Put the lines below into a Markdown table with two columns, Row and Line, giving each line a row number and skipping blank lines. Leave the pictures out of the table.
>> begin INPUT
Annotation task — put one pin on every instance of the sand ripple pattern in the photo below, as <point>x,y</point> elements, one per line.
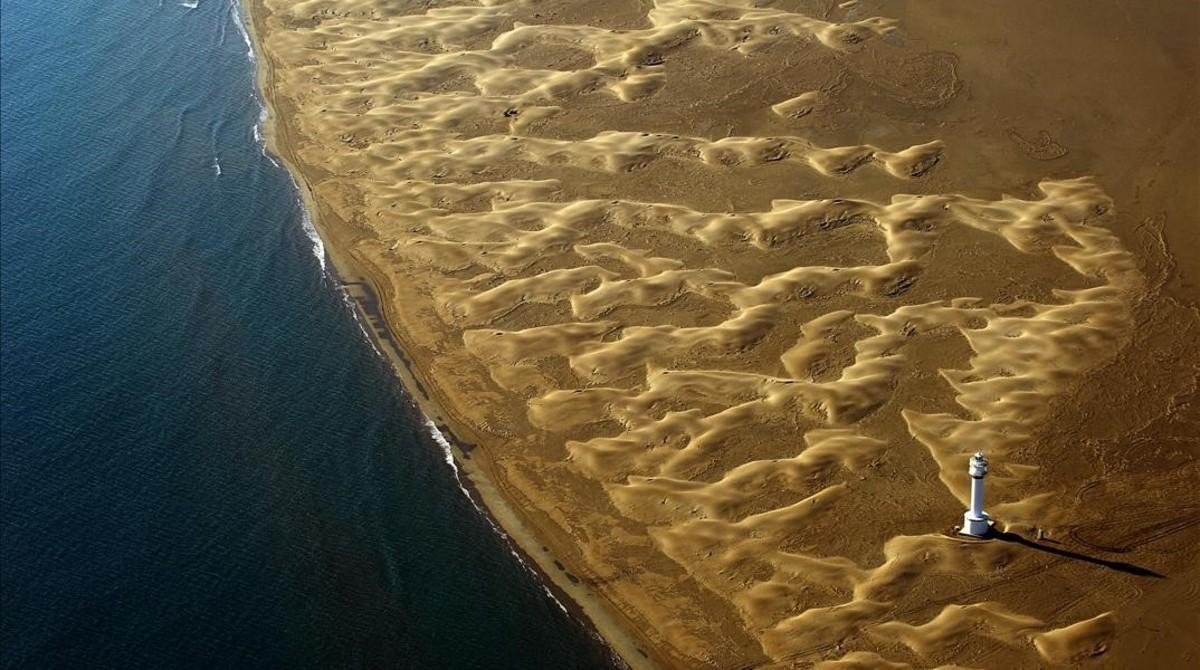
<point>729,377</point>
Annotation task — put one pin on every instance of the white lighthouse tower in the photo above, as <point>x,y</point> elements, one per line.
<point>976,521</point>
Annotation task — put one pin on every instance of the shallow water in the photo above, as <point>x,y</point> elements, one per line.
<point>204,462</point>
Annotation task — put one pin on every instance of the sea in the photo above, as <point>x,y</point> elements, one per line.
<point>203,460</point>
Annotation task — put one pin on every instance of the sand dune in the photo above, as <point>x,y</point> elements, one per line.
<point>727,350</point>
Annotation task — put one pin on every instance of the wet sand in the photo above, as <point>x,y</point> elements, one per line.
<point>717,299</point>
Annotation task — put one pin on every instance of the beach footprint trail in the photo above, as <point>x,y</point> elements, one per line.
<point>738,370</point>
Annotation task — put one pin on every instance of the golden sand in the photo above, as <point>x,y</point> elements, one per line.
<point>718,297</point>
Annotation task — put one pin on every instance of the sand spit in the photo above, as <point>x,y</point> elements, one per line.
<point>720,295</point>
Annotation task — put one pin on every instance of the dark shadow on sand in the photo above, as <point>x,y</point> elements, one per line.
<point>1120,566</point>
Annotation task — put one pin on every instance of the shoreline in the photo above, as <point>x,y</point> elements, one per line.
<point>483,489</point>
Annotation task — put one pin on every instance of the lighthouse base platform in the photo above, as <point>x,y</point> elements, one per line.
<point>976,525</point>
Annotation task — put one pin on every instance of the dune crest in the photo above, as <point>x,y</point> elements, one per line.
<point>725,351</point>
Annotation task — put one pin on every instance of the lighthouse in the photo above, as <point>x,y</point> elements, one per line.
<point>976,521</point>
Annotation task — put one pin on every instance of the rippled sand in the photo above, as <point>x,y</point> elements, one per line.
<point>723,294</point>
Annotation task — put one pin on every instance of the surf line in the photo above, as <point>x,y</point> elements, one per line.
<point>361,309</point>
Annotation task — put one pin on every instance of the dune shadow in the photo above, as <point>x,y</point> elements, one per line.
<point>1120,566</point>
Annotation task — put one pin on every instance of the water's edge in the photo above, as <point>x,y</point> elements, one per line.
<point>360,292</point>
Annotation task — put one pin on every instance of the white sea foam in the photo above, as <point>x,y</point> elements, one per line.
<point>318,245</point>
<point>241,28</point>
<point>448,455</point>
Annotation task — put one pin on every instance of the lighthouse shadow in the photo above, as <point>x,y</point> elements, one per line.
<point>1120,566</point>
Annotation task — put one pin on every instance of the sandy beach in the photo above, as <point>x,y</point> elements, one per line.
<point>717,298</point>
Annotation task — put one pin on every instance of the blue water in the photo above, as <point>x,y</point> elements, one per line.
<point>204,462</point>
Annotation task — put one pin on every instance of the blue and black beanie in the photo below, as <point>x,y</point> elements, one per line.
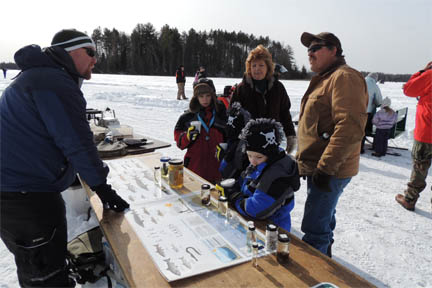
<point>71,39</point>
<point>263,136</point>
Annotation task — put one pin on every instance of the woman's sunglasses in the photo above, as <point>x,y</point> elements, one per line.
<point>90,51</point>
<point>315,48</point>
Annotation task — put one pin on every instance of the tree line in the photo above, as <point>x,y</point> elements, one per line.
<point>149,52</point>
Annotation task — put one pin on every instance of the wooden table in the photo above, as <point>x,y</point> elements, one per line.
<point>307,265</point>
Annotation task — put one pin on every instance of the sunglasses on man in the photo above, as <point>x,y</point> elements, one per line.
<point>316,47</point>
<point>90,51</point>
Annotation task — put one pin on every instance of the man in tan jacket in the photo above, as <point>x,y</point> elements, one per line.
<point>330,130</point>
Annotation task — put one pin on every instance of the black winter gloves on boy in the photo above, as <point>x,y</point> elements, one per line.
<point>321,180</point>
<point>110,199</point>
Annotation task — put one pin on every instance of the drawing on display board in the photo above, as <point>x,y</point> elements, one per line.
<point>134,181</point>
<point>183,237</point>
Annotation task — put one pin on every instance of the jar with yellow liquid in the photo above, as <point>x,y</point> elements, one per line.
<point>175,173</point>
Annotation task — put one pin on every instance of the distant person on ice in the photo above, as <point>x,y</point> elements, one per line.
<point>330,130</point>
<point>263,95</point>
<point>201,141</point>
<point>384,121</point>
<point>45,141</point>
<point>419,86</point>
<point>181,80</point>
<point>268,184</point>
<point>375,100</point>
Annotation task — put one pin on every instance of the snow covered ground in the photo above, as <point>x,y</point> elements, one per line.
<point>374,237</point>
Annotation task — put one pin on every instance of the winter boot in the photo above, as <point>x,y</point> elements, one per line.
<point>405,202</point>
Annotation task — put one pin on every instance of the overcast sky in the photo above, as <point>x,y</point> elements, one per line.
<point>391,36</point>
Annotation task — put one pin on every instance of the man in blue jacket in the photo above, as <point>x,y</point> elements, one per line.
<point>45,140</point>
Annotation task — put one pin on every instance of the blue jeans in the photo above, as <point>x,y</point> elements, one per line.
<point>319,219</point>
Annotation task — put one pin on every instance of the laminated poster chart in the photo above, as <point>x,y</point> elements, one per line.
<point>183,237</point>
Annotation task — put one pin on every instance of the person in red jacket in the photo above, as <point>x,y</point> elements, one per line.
<point>420,86</point>
<point>201,143</point>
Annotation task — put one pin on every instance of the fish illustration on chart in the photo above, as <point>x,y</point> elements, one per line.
<point>159,250</point>
<point>131,188</point>
<point>146,211</point>
<point>172,267</point>
<point>174,248</point>
<point>188,250</point>
<point>111,165</point>
<point>186,263</point>
<point>140,183</point>
<point>137,219</point>
<point>137,164</point>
>> end INPUT
SOLUTION BELOW
| Row | Line |
|---|---|
| 1 | Annotation task — put one pin on every instance of the sand ripple pattern in the photo below, as <point>x,y</point> elements, one per line. |
| 2 | <point>729,377</point> |
| 3 | Annotation task — put one pin on every instance of the white lighthouse tower in the photo above, as <point>x,y</point> elements, one per line. |
| 4 | <point>976,521</point> |
| 5 | Annotation task — put one pin on every instance of the shallow water in the photo above, as <point>x,y</point> elements, one per line. |
| 6 | <point>204,462</point> |
| 7 | Annotation task — put one pin on every instance of the sea in the photo above, as <point>x,y</point> elements, one per line. |
| 8 | <point>203,460</point> |
| 9 | Annotation task — put one pin on every instance of the sand dune in the photo above, as <point>x,y</point> elements, one per line. |
| 10 | <point>727,350</point> |
| 11 | Annotation task — put one pin on every instance of the wet sand in the photo above, as <point>x,y</point> elements, one per line. |
| 12 | <point>717,299</point> |
| 13 | Annotation task — put one pin on every instance of the beach footprint trail in the photo above, as <point>x,y</point> elements, one per line. |
| 14 | <point>738,370</point> |
| 15 | Annotation task — put one pin on every instance of the golden sand in the photo above, as <point>x,y</point> elements, one per line. |
| 16 | <point>718,297</point> |
| 17 | Annotation task — put one pin on every instance of the sand spit in the photo above, as <point>x,y</point> elements, one per line. |
| 18 | <point>720,295</point> |
| 19 | Annotation task — put one pin on every instance of the dark shadow on sand in the photo above, as <point>x,y</point> elements, one per line. |
| 20 | <point>1120,566</point> |
| 21 | Annotation task — put one pin on every instance of the shoreline in the photo above, as <point>x,y</point> elements, one per line. |
| 22 | <point>483,489</point> |
| 23 | Annotation task — put one pin on every instance of the lighthouse base platform in the photo above, as <point>x,y</point> elements, one per line. |
| 24 | <point>976,525</point> |
| 25 | Annotation task — put one pin on every instance of the dune crest in the photo above, as <point>x,y</point> elements, one per line. |
| 26 | <point>725,351</point> |
| 27 | Annotation task — put one pin on every instance of the lighthouse in the photo above, as <point>x,y</point> elements, one per line. |
| 28 | <point>976,521</point> |
| 29 | Annotation task — put one pin on every instance of the rippled sand in the photo above, as <point>x,y</point> elements, one per line. |
| 30 | <point>723,294</point> |
| 31 | Annotation task — put one pin on every instance of the surf line in the photo above, as <point>x,y</point> elements, one per line. |
| 32 | <point>361,309</point> |
| 33 | Annotation task — put one pin on every instance of the dune shadow in the photo above, as <point>x,y</point> elements, one per line. |
| 34 | <point>1120,566</point> |
| 35 | Annotation task — put one pin on every instance of the water's edge in the photo above, as <point>x,y</point> elements, one per line. |
| 36 | <point>360,292</point> |
| 37 | Annotation task — put one pin on every instance of the white sea foam in the photo above, as <point>x,y</point> elements, one per line. |
| 38 | <point>318,245</point> |
| 39 | <point>241,28</point> |
| 40 | <point>448,455</point> |
| 41 | Annotation task — put one pin on every instance of the lighthouse shadow in the photo above, as <point>x,y</point> elements, one per line. |
| 42 | <point>1120,566</point> |
| 43 | Annotation task — put one pin on every instance of the sandy beach in the photo above, as <point>x,y</point> elements, one per line. |
| 44 | <point>717,298</point> |
| 45 | Annotation task — put one pin on every instance of the blue water in the photo above, as <point>x,y</point> elements, one per line. |
| 46 | <point>204,462</point> |
| 47 | Annotation task — put one pin on every instance of the blue and black beanie in the photo below, as <point>x,y</point> elements, one per line. |
| 48 | <point>71,39</point> |
| 49 | <point>263,136</point> |
| 50 | Annotation task — put one pin on every instance of the woman's sunglasses in the photo above, as <point>x,y</point> elements, one per line. |
| 51 | <point>90,51</point> |
| 52 | <point>315,48</point> |
| 53 | Annotation task — put one pin on every instance of the tree line in the photo above, as <point>x,y</point> elements, one per line. |
| 54 | <point>149,52</point> |
| 55 | Annotation task — put one pin on every instance of the wooden table in the photo above, as <point>x,y</point> elements, one per line. |
| 56 | <point>307,265</point> |
| 57 | Annotation task — put one pin on every instance of the sunglasses on man in the photo above, as <point>x,y</point> elements, one per line. |
| 58 | <point>316,47</point> |
| 59 | <point>90,51</point> |
| 60 | Annotation task — put one pin on every instance of the man in tan jacket in the photo above, as <point>x,y</point> elements, one per line. |
| 61 | <point>330,130</point> |
| 62 | Annotation task — put one pin on every instance of the black winter gloves on boy in the photo above, as <point>x,y</point> elements, one per line. |
| 63 | <point>321,180</point> |
| 64 | <point>110,199</point> |
| 65 | Annotation task — put one pin on every instance of the drawing on display board in the photo above, as <point>x,y</point> elements, one per line. |
| 66 | <point>134,181</point> |
| 67 | <point>183,237</point> |
| 68 | Annotation task — put one pin on every instance of the jar with yellow liquid in the photo above, as <point>x,y</point> elements, one per line. |
| 69 | <point>175,173</point> |
| 70 | Annotation task — put one pin on every instance of the distant person on ice in the photo above, as <point>x,y</point> elements, one per line. |
| 71 | <point>330,130</point> |
| 72 | <point>263,95</point> |
| 73 | <point>201,141</point> |
| 74 | <point>384,121</point> |
| 75 | <point>45,141</point> |
| 76 | <point>419,86</point> |
| 77 | <point>181,80</point> |
| 78 | <point>268,184</point> |
| 79 | <point>375,100</point> |
| 80 | Annotation task — put one pin on every instance of the snow covered ground in the photo above, as <point>x,y</point> elements, one per line. |
| 81 | <point>374,237</point> |
| 82 | Annotation task — put one pin on every instance of the winter boot in the photo above, as <point>x,y</point> elements, one per line. |
| 83 | <point>405,202</point> |
| 84 | Annotation task — put one pin on every instance of the overcast sky in the photo above, as <point>x,y</point> elements, one per line. |
| 85 | <point>391,36</point> |
| 86 | Annotation task — put one pin on every instance of the man in blue jacket in the photo above, as <point>x,y</point> elements, one per line. |
| 87 | <point>45,140</point> |
| 88 | Annotation task — put one pin on every instance of the blue jeans in the photo above, as <point>x,y</point> elements, one per line. |
| 89 | <point>319,219</point> |
| 90 | Annotation task — put one pin on every instance of the laminated poster chart in the photo above, as <point>x,y</point> elements, one per line. |
| 91 | <point>183,237</point> |
| 92 | Annotation task — put one pin on every instance of the person in red jacket in the photo above, as <point>x,y</point> elements, one per line. |
| 93 | <point>420,86</point> |
| 94 | <point>201,143</point> |
| 95 | Annotation task — put one pin on every instance of the fish illustration on chart in the photo above, as <point>x,y</point> elements, one per line. |
| 96 | <point>159,250</point> |
| 97 | <point>131,188</point> |
| 98 | <point>146,211</point> |
| 99 | <point>172,267</point> |
| 100 | <point>174,248</point> |
| 101 | <point>188,250</point> |
| 102 | <point>111,165</point> |
| 103 | <point>186,263</point> |
| 104 | <point>140,183</point> |
| 105 | <point>137,219</point> |
| 106 | <point>137,164</point> |